- Apply what you read:
1. Do the following statements agree with the interview about "Perception"? For each, answer yes or no and quote the deciding words of the interview. (a) The speaker says Pierce is a multiple personality. (b) The speaker prefers comedy to drama. (c) The play the speaker is currently doing is essentially a comedy.
2. Summarize the interview about "Perception" in two sentences.
3. Return the part of the interview about "Perception" from "Eric McCormack and" up to and including "delve into that?", copied without any changes.

Excerpt Start Marker

Eric McCormack and Rachael Leigh Cook in “Perception.”
Do you think that you’re going to explore the DID multiple personality because sometimes that is connected with paranoid schizophrenia? Have you decided maybe you want to delve into that?
If we did it would be another character. He is not a multiple personality. I don’t think we did this first season, but I can definitely see, hopefully if we get a second season, dealing with that as problem with someone. A number of the episodes this first season, there is someone with a mental illness who clearly looks on the outset like the guy who did it. And it’s always Pierce as an advocate saying, “Wait a minute, just because he has schizoaffective disorder, or just because he has this condition, let’s see what’s underneath that.” Almost in every case their symptoms made them look guilty, in fact there was something else going on. So that’s the main way that he becomes an advocate for mental illness.
What do you enjoy more, drama or comedy?
It’s like I said before with stage and screen. It’s kind of the same thing. I love doing both. When I was on Will & Grace nothing made me happier than having a big dramatic scene with Debra in the midst of the crazy comedy. Nothing gives me a bigger better thrill than a dramatic crime scene in this show where he gets to suddenly say something inappropriate that clearly is going to be funny. I love the mix. I think the magic is in the combination and I’m never happy with just one. In the play I’m doing right now it’s definitely humorous, it is essentially a comedy, but my character is definitely has some very dark, dark moments and that combination is always thrilling.
What do you find challenging from an acting aspect?
In Pierce? In the character, you mean?
Yes.

Excerpt End Marker
Information provided Start Marker

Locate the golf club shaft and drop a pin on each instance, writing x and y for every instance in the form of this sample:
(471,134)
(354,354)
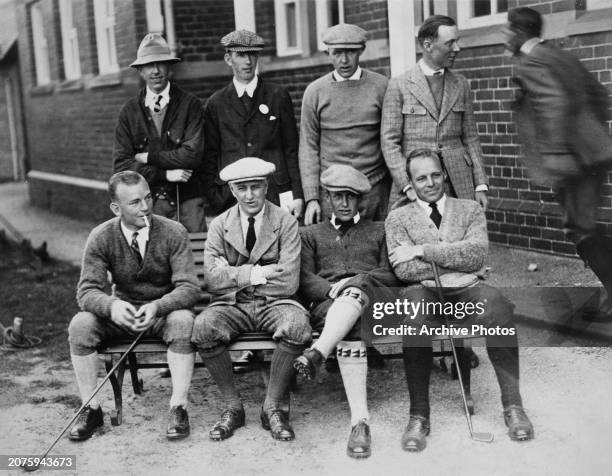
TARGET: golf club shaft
(121,359)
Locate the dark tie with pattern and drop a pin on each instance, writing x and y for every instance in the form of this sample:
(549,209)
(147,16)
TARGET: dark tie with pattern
(157,106)
(250,242)
(435,215)
(135,248)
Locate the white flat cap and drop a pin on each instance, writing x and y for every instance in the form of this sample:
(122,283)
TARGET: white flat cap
(248,168)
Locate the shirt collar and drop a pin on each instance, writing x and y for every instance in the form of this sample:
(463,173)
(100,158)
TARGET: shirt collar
(354,77)
(440,203)
(356,219)
(151,97)
(529,44)
(427,71)
(249,88)
(142,238)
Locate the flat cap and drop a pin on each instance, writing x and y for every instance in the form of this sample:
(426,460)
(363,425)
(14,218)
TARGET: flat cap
(248,168)
(345,35)
(153,49)
(339,177)
(242,40)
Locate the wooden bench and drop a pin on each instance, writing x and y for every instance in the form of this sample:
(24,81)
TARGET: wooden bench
(154,346)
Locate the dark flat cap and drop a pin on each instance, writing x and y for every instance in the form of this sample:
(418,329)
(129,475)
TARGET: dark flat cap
(339,177)
(345,35)
(242,40)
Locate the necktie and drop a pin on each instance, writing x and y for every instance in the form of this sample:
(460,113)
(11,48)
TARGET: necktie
(135,248)
(435,215)
(250,242)
(157,106)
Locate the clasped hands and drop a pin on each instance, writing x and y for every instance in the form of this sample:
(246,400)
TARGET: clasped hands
(126,315)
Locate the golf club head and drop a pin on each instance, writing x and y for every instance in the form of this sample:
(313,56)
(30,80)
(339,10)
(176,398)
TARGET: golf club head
(482,437)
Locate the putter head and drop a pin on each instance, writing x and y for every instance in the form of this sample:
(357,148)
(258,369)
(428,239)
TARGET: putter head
(482,437)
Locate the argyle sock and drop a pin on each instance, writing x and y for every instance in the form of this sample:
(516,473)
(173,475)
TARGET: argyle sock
(353,363)
(281,372)
(220,367)
(506,365)
(86,371)
(340,319)
(181,371)
(417,366)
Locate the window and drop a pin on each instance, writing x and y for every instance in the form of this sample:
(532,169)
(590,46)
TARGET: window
(39,43)
(70,43)
(155,17)
(104,14)
(477,13)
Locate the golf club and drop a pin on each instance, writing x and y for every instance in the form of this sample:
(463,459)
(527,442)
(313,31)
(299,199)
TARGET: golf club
(481,437)
(32,468)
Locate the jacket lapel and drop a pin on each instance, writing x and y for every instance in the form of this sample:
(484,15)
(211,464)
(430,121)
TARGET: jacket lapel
(451,93)
(421,90)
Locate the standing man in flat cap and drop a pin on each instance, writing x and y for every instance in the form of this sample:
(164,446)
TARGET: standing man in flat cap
(431,106)
(340,124)
(252,268)
(344,270)
(251,117)
(159,134)
(561,119)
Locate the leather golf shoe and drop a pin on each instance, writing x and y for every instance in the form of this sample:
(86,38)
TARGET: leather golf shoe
(231,420)
(517,421)
(360,441)
(308,363)
(89,420)
(413,438)
(178,424)
(277,421)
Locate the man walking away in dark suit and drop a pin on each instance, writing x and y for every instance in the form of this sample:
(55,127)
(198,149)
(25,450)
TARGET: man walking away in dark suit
(560,116)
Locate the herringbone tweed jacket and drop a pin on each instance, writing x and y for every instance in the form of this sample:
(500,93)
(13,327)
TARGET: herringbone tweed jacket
(410,120)
(460,245)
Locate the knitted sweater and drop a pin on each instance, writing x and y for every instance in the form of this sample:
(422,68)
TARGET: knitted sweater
(329,256)
(340,124)
(167,275)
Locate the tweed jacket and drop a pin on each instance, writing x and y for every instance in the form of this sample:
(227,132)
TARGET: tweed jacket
(410,120)
(268,132)
(180,145)
(167,274)
(459,245)
(278,242)
(560,115)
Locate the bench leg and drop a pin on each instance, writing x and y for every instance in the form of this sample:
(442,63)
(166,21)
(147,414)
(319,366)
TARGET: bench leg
(116,380)
(137,384)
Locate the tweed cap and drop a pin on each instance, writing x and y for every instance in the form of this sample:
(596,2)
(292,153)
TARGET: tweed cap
(248,168)
(242,40)
(345,35)
(153,49)
(339,177)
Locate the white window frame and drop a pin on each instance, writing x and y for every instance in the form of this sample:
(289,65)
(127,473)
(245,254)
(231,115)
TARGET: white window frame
(70,40)
(155,16)
(598,4)
(466,20)
(280,17)
(104,15)
(39,45)
(323,18)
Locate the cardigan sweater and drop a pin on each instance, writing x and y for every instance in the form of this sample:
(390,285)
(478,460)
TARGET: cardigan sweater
(167,275)
(340,124)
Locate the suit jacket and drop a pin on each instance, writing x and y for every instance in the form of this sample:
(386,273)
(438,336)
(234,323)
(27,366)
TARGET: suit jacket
(180,145)
(459,245)
(410,120)
(268,132)
(560,114)
(278,242)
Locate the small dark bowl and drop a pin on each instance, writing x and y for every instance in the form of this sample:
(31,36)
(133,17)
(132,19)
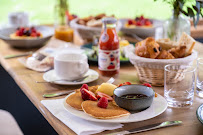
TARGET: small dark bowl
(138,104)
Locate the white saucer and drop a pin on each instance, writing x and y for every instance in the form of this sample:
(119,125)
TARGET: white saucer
(50,76)
(159,105)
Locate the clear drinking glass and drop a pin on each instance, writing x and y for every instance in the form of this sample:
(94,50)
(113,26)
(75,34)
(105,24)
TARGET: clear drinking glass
(179,82)
(200,77)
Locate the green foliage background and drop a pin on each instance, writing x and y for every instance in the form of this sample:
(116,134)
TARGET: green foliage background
(42,11)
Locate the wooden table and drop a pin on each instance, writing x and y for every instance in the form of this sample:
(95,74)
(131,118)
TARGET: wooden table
(26,78)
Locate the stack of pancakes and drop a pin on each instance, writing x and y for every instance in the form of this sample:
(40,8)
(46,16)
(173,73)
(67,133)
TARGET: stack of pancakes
(90,107)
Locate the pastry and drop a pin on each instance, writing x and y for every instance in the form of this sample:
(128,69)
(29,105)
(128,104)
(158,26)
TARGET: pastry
(112,111)
(178,52)
(166,43)
(147,48)
(165,55)
(188,41)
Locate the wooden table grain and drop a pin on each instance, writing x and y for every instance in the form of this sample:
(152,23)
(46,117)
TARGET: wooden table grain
(26,78)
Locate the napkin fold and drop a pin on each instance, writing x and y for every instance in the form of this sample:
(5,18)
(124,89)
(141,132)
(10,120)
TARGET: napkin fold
(78,125)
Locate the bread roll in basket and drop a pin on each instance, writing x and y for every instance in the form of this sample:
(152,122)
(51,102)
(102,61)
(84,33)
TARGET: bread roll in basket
(152,70)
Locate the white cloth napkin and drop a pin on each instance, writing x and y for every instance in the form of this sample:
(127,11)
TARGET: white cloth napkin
(78,125)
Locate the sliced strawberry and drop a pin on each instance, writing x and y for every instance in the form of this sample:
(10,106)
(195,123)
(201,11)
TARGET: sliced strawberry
(147,84)
(126,83)
(87,95)
(38,34)
(100,95)
(120,85)
(103,102)
(147,23)
(84,94)
(92,96)
(84,86)
(33,35)
(130,22)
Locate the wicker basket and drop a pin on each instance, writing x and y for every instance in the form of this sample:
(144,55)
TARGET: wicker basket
(88,32)
(152,70)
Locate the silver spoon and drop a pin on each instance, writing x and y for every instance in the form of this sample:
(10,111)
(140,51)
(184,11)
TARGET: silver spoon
(111,80)
(77,80)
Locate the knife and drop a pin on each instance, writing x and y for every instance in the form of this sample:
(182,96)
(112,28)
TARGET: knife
(148,127)
(18,55)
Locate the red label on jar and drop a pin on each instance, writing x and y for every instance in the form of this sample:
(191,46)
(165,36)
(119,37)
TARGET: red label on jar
(108,60)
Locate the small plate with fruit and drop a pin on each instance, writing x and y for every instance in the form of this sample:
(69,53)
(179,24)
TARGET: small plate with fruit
(96,103)
(140,26)
(26,37)
(92,51)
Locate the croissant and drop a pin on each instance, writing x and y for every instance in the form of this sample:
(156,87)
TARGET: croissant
(147,48)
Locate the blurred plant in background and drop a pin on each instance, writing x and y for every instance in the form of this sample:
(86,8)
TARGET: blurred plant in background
(177,24)
(41,11)
(60,9)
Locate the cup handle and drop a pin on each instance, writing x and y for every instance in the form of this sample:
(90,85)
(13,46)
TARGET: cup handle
(83,66)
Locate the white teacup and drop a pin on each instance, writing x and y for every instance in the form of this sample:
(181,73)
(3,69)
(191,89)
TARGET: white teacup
(70,66)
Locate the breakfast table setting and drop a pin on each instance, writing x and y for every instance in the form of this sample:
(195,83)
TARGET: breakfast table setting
(66,123)
(106,75)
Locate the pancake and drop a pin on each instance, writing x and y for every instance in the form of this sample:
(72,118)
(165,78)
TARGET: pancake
(112,111)
(75,100)
(91,88)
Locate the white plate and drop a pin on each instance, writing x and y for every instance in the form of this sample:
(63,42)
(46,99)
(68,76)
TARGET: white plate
(158,106)
(46,31)
(141,31)
(50,76)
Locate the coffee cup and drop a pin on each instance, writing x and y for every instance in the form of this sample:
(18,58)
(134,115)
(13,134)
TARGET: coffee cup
(70,66)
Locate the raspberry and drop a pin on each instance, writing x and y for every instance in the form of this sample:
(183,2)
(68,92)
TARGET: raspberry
(33,35)
(130,22)
(147,23)
(138,23)
(100,95)
(87,95)
(126,83)
(147,84)
(103,102)
(84,94)
(84,86)
(38,34)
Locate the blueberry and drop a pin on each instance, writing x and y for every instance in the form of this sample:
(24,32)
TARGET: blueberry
(159,48)
(26,32)
(155,50)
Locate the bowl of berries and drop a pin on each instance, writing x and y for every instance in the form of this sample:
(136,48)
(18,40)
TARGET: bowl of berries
(140,26)
(26,37)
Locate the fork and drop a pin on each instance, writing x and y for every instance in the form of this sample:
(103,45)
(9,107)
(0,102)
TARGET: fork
(50,95)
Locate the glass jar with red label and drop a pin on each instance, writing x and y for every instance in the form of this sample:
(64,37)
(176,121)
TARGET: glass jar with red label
(108,53)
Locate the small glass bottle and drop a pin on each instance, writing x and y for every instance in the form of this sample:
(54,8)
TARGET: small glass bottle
(62,30)
(108,53)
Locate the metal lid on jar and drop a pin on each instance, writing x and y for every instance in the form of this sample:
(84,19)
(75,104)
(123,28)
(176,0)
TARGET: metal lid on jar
(109,20)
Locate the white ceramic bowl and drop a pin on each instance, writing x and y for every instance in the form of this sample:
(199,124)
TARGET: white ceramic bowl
(46,31)
(88,32)
(141,31)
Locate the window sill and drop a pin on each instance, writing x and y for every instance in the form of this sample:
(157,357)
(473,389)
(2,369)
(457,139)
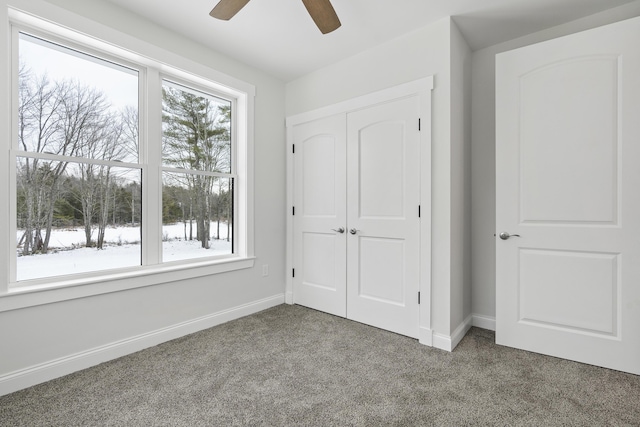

Information provided End Marker

- Your responses:
1.
(a) No: "He is not a multiple personality."
(b) No: "I love doing both."
(c) Yes: "it is essentially a comedy"

2. The speaker says Pierce is not a multiple personality, but in a number of first-season episodes he acts as an advocate for someone with a mental illness whose symptoms make them look guilty when something else is going on. Asked about drama and comedy, the speaker says they love doing both and that the magic is in the combination, as on Will & Grace, in this show, and in the play currently underway.

3.
Eric McCormack and Rachael Leigh Cook in “Perception.”
Do you think that you’re going to explore the DID multiple personality because sometimes that is connected with paranoid schizophrenia? Have you decided maybe you want to delve into that?